→ EXERCISE SET
- A) Print the part of the fever-recovery post from "Courtney and Heath" up to and including "the dreaded 100.5.".
- B) Answer these questions from the fever-recovery post:
(i) What was the highest temperature reached, and at about what time?
(ii) At what time does the daily early morning seminary class start?
(iii) In what month and year did the book come out?

→ DOCUMENT TEXT
= = = =
Courtney and Heath were in the middle of finals. I couldn’t wait for Courtney’s arrival home from school. I knew she would step in and be my “mom.” She was amazing. She placed a cool rag on my forehead, brought popsicles and drinks. She checked my temperature every few hours, and slept in my room so she would be nearby if I needed her. I know lots of big prayers were going up in my behalf, especially from Scott in Detroit. My temperature peaked at 100.4 around 9:00 p.m., never hitting the dreaded 100.5.
I woke up on Wednesday morning, day 10, fever free and full of energy. It was the last day of school, and the last day of early morning seminary at our house (a daily high school Bible Study class at 6:00 a.m.). I went for a run. I found some cans of orange rolls and biscuits in the fridge, quickly put them in the oven, added some white gravy (the easy Sam’s club mix), and we were set with a surprise last day of seminary snack. Later, Scott Jr. and I cleaned out the garage. Day 10 was an amazing day!
I am continually thankful for so many angels in my life. My angel friend Krista in Pennsylvania sent a new book that she loved. Day 9 in bed with a fever gave me a chance to start it…..I enjoyed it so much, I finished it the next day!! It was powerful, touching, and motivational. I’ll be passing it around my family this summer, but will gladly loan it to anyone nearby once it is available. “Heaven is Here,” by Stephanie Nielson. It came out in April 2012. Her book referred to a talk given by Jeffrey Holland, who is one of the 12 apostles in our church. The book mentioned that when he wrote this talk, he was mindful of the Nielson family’s challenges. It brought great strength to Stephanie, who is a walking miracle. My New Life is an 8 minute video that tells her story in brief. She later met Jeffrey Holland, and he told her something beautiful. From page 293:
“As we talked he told me to be proud of my scars. ‘We look for Christ’s scars because they are evidence of what He did for us. They’ll be the first things He shows us when we see Him again. Your scars tell a story, too. Although they may not make you feel attractive, they are a witness of a miracle, that God blessed you to live, and that you have accomplished very difficult things.”
= = = =
Referring expression data
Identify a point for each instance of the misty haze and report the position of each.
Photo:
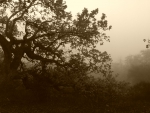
(74, 56)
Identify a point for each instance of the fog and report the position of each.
(130, 20)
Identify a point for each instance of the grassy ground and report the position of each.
(71, 105)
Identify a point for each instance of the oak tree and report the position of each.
(42, 31)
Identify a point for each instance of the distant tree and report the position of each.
(139, 67)
(42, 31)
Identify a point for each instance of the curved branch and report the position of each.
(34, 56)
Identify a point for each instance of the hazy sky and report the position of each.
(130, 20)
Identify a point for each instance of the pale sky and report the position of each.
(130, 20)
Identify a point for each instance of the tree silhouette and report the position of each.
(42, 31)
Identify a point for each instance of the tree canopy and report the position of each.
(42, 31)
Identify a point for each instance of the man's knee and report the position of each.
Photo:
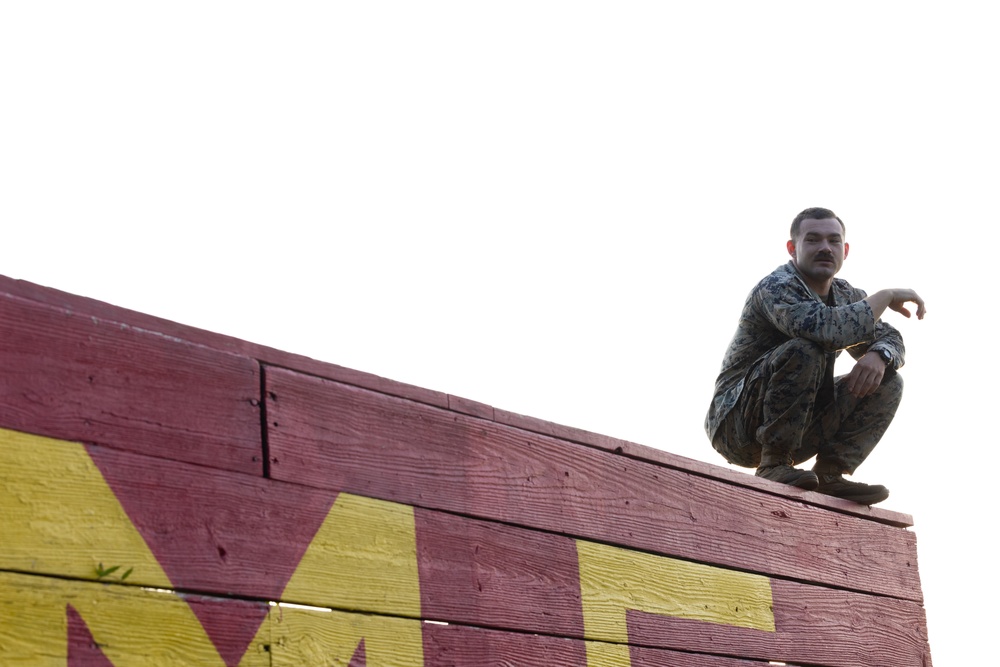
(798, 357)
(801, 348)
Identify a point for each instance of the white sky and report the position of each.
(556, 208)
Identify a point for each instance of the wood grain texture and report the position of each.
(81, 378)
(130, 625)
(462, 646)
(71, 303)
(330, 435)
(223, 534)
(813, 625)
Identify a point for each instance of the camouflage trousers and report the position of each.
(792, 408)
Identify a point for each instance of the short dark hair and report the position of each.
(814, 213)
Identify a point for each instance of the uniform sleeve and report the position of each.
(796, 313)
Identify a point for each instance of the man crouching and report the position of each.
(777, 403)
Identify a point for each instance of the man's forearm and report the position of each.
(896, 299)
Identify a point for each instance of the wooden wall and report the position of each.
(173, 496)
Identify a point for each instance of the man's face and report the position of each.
(819, 250)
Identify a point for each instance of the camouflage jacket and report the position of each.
(782, 307)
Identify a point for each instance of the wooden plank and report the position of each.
(643, 453)
(91, 307)
(46, 621)
(303, 636)
(486, 574)
(82, 378)
(334, 436)
(71, 303)
(68, 508)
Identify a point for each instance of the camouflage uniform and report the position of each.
(776, 390)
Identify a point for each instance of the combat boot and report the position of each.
(786, 474)
(864, 494)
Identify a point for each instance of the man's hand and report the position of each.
(866, 375)
(896, 299)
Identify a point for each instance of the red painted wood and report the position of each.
(216, 531)
(488, 574)
(71, 303)
(225, 534)
(85, 379)
(334, 436)
(91, 307)
(81, 649)
(461, 646)
(814, 625)
(230, 624)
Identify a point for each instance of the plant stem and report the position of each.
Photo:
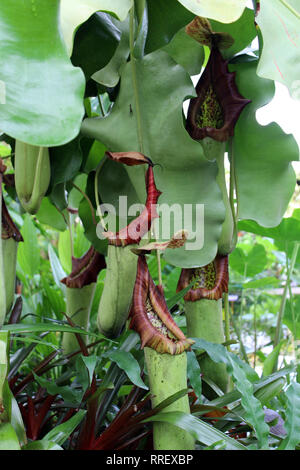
(227, 318)
(284, 295)
(71, 236)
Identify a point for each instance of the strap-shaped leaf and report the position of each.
(41, 91)
(184, 175)
(292, 422)
(226, 11)
(280, 59)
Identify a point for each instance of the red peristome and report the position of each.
(85, 270)
(146, 291)
(221, 282)
(134, 232)
(216, 74)
(9, 229)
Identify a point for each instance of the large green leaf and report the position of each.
(43, 101)
(73, 14)
(186, 52)
(225, 11)
(262, 155)
(184, 175)
(280, 59)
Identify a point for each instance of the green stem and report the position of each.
(116, 298)
(284, 295)
(205, 320)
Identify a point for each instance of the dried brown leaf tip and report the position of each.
(9, 229)
(129, 158)
(85, 270)
(151, 318)
(218, 105)
(210, 281)
(135, 231)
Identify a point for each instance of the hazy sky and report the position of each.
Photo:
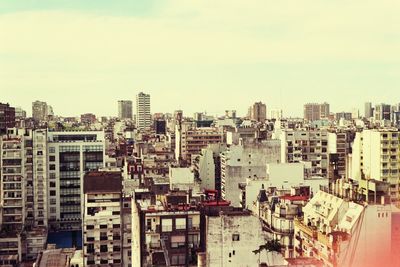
(83, 56)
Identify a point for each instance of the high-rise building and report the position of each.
(71, 154)
(143, 115)
(102, 222)
(7, 117)
(368, 111)
(39, 111)
(125, 109)
(375, 156)
(382, 112)
(258, 112)
(314, 111)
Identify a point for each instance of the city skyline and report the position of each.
(190, 54)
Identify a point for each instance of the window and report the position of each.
(178, 241)
(180, 223)
(235, 237)
(166, 225)
(178, 259)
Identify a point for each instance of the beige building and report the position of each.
(102, 232)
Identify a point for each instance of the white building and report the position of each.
(102, 233)
(125, 109)
(143, 115)
(231, 239)
(70, 155)
(376, 156)
(248, 160)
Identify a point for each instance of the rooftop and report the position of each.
(102, 182)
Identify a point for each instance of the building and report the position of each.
(189, 140)
(23, 201)
(143, 115)
(375, 155)
(7, 117)
(231, 238)
(276, 114)
(248, 160)
(314, 111)
(70, 155)
(382, 112)
(165, 232)
(40, 111)
(125, 109)
(344, 115)
(88, 118)
(368, 110)
(102, 219)
(306, 145)
(258, 112)
(337, 230)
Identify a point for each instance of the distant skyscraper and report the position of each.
= = = =
→ EXERCISE RESULTS
- A)
Courtney and Heath were in the middle of finals. I couldn’t wait for Courtney’s arrival home from school. I knew she would step in and be my “mom.” She was amazing. She placed a cool rag on my forehead, brought popsicles and drinks. She checked my temperature every few hours, and slept in my room so she would be nearby if I needed her. I know lots of big prayers were going up in my behalf, especially from Scott in Detroit. My temperature peaked at 100.4 around 9:00 p.m., never hitting the dreaded 100.5.

- B)
(i) 100.4, around 9:00 p.m.
(ii) 6:00 a.m.
(iii) April 2012